[Labeled-object pointing entries]
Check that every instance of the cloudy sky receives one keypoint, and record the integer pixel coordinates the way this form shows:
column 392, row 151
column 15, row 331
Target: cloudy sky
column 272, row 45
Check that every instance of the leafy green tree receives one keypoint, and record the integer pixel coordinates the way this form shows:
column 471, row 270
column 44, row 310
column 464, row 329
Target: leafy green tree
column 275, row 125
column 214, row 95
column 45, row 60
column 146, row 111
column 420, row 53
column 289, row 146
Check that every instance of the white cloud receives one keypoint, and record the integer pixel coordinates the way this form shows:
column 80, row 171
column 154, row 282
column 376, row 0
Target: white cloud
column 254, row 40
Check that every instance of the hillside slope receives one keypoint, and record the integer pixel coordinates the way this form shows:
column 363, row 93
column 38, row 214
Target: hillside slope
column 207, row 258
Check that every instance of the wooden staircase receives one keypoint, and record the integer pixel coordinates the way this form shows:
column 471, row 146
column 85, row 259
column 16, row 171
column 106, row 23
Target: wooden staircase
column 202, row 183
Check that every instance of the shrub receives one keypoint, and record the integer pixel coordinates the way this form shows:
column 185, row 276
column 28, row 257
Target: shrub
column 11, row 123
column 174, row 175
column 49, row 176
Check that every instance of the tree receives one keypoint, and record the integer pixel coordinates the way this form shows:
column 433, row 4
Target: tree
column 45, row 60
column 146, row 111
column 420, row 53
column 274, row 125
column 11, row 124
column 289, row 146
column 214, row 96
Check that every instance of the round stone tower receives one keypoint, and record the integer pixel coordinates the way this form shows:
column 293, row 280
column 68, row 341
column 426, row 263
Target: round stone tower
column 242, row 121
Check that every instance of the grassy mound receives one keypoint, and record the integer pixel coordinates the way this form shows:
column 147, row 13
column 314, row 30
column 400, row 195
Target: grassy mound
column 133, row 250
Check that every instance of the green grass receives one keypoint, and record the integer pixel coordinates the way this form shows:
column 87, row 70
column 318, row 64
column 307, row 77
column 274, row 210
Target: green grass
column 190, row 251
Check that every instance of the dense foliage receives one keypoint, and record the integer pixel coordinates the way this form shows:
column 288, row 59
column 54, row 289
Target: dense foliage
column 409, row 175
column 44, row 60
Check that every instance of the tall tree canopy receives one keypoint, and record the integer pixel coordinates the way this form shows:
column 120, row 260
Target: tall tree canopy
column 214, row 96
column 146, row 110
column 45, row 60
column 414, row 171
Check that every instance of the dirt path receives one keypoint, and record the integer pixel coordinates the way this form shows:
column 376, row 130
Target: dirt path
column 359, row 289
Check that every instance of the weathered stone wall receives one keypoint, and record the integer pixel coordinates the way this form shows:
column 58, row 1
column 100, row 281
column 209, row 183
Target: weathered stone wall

■ Brief ■
Using the data above, return each line exactly as written.

■ Solved problem ■
Check that every instance of the cloudy sky receives one keypoint, and record the integer pixel coordinates the way this form shows:
column 392, row 151
column 15, row 331
Target: cloudy sky
column 272, row 45
Check that every instance of the leafy green tree receives one keypoint, and record the integer pixel coordinates the way this form shows:
column 471, row 270
column 44, row 310
column 464, row 329
Target: leafy green tree
column 275, row 125
column 214, row 95
column 45, row 60
column 146, row 111
column 420, row 53
column 289, row 146
Check that every instance of the white cloud receives one keypoint, and record the integer pixel coordinates the way this form shows:
column 80, row 171
column 154, row 282
column 376, row 0
Target: white cloud
column 254, row 40
Check that every instance of the hillside slope receives one keypoint, and record the integer pixel coordinates the way this form shows:
column 363, row 93
column 38, row 214
Target: hillside slope
column 207, row 258
Check that every instance of the wooden staircase receives one keypoint, and record the integer pixel coordinates the way this form shows:
column 471, row 146
column 85, row 259
column 16, row 171
column 106, row 23
Target: wooden staircase
column 202, row 183
Check that every instance of the shrub receives one keypoint, and record the integer pixel coordinates the way this form shows:
column 185, row 276
column 28, row 257
Target: shrub
column 11, row 123
column 174, row 175
column 49, row 176
Check that every instance of the tree receives one keypoint, and record the integer pixel coordinates the way this form shows:
column 433, row 4
Target: tree
column 45, row 60
column 146, row 111
column 420, row 53
column 274, row 125
column 11, row 124
column 289, row 146
column 214, row 96
Check that every instance of the round stone tower receives one keypoint, and record the integer pixel coordinates the way this form shows:
column 293, row 280
column 68, row 341
column 426, row 263
Target: round stone tower
column 242, row 121
Check that every instance of the grassy mound receives one keypoint, and record the integer pixel coordinates the way this form shows:
column 147, row 13
column 314, row 30
column 400, row 195
Target: grassy mound
column 133, row 250
Check that every instance of the green grass receives one keypoint, and record the integer pixel coordinates the way this form shows:
column 87, row 70
column 318, row 64
column 307, row 77
column 274, row 210
Target: green grass
column 190, row 251
Check that every instance of the dense foliage receives one keypoint, and record the integer pixel coordinates the way this form shows:
column 288, row 59
column 54, row 289
Target: dense foliage
column 409, row 175
column 44, row 60
Check that every instance of the tall tree canopy receives one keypoint, and record the integer pixel coordinates the way this form shows:
column 120, row 260
Target: tall tree canopy
column 214, row 96
column 146, row 110
column 45, row 60
column 414, row 171
Check that every instance of the dirt path receives one keypoint, and record the integer pixel coordinates the way this form shows:
column 376, row 130
Target: dirt path
column 359, row 289
Check that every instance of the weathered stone wall receives one keypoint, and record the integer pixel coordinates the way this form shows:
column 58, row 1
column 100, row 281
column 209, row 183
Target: weathered stone wall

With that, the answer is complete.